__Passage given__:

──────

Faculty Development

The F. Parvin Sharpless Faculty and Curricular Advancement Program (FACA), Park’s innovative program for professional development, provides teachers time and funding for intensive study that directly benefits Park students. Projects address a range of curricular and guidance issues identified as priorities for the school. Faculty work collaboratively, draw on the expertise of outside professionals, read, research, write, and discuss. The results are evident in an expansive, stimulating, and challenging curriculum that provides the best possible education for Park students.

Since its inauguration in 1989, FACA has garnered national attention as a model for professional development. In 30 years, over 1000 grants have supported hundreds of projects and 82% of Park’s faculty. All areas of school life — academic, athletic, artistic, social, and technological — have been studied.

“Good scholarship is exacting. It involves taking time and taking risks. The spirit of FACA is expansive and experimental, stimulating teachers to encounter new ideas and to seek breadth and depth in their knowledge. Every stage of learning — from its initial enchantment to its inevitable frustrations — is honored and celebrated.”

Laura Amy Schlitz
Lower School Librarian

In summer 2018, 63 grants were made for 26 projects with 50 participants. Projects spanned one and two weeks over the summer.

──────

__Data shown__:

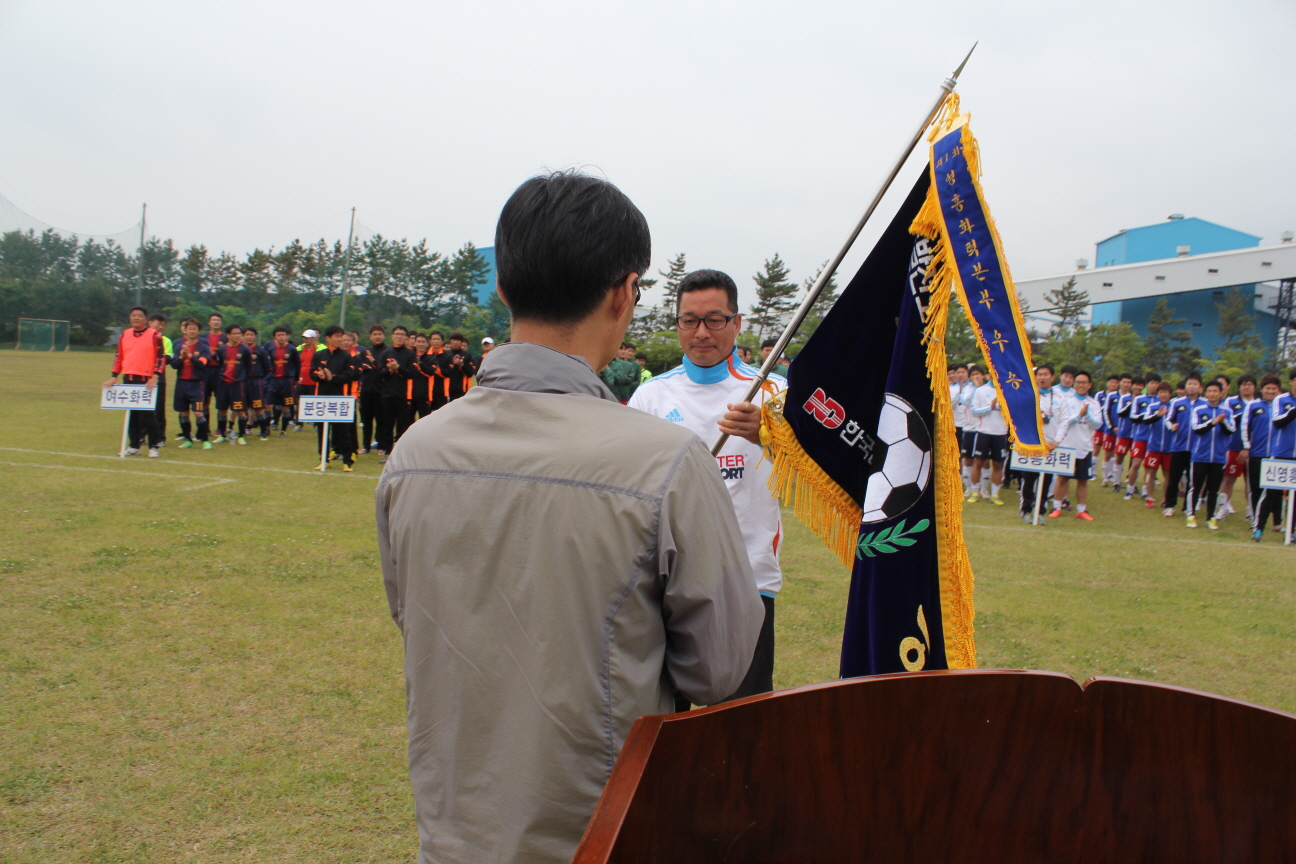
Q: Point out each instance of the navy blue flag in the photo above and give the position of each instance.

──────

__Tasks to perform__:
(a) Name every area of school life that the Faculty Development page says FACA projects have studied.
(b) From the Faculty Development page, write out the text between "Since its inauguration" and "have been studied.", inclusive.
(c) Continue the Faculty Development page about the FACA program from its last sentence.

__Per-task answers__:
(a) academic, athletic, artistic, social, technological

(b)
Since its inauguration in 1989, FACA has garnered national attention as a model for professional development. In 30 years, over 1000 grants have supported hundreds of projects and 82% of Park’s faculty. All areas of school life — academic, athletic, artistic, social, and technological — have been studied.

(c)
Published Works

While numerous book projects have received FACA funding, four have been published to great acclaim. Lower School librarian Laura Amy Schlitz won the 2008 John Newbery Medal for the most distinguished contribution to American literature for children for her collection of medieval monologues, Good Masters! Sweet Ladies!, originally written for her fifth grade students. With FACA support, Laura also wrote a biography, The Hero Schliemann: The Dreamer Who Dug For TroySchool Library Journal wrote, “[The book] paints a colorful picture of a selfish man who used his shrewdness and earned wealth to create a mythological and romantic legend. This intriguing, well-documented biography is made more compelling by information boxes on history and such literary figures as Homer.” A Drowned Maiden’s Hair: A Melodrama received the 2006 Cybil Award for Middle School Fiction and glowing reviews in The Wall Street Journal and The New York Times Book Review.

FACA Endowments 

FACA was established by Park’s 75th Anniversary Campaign to celebrate and advance Park’s commitment to its faculty and to educational leadership. A $1 million challenge grant from the Joseph Meyerhoff Trusts established the original endowment. Additional funding was provided through the Nathan L. Cohen Faculty Enhancement Fund. The Campaign for Park in the mid-1990s added $1 million to the endowment, with establishment of the Louis B. Kohn II ’34 Fund for Student Life and Values, and with a gift from the Hecht-Levi Family Foundation. Additional support has come from the Lee Meyerhoff Hendler ’70 Ancillary Support Fund, E. E. Ford Foundation, and the Sheridan Foundation.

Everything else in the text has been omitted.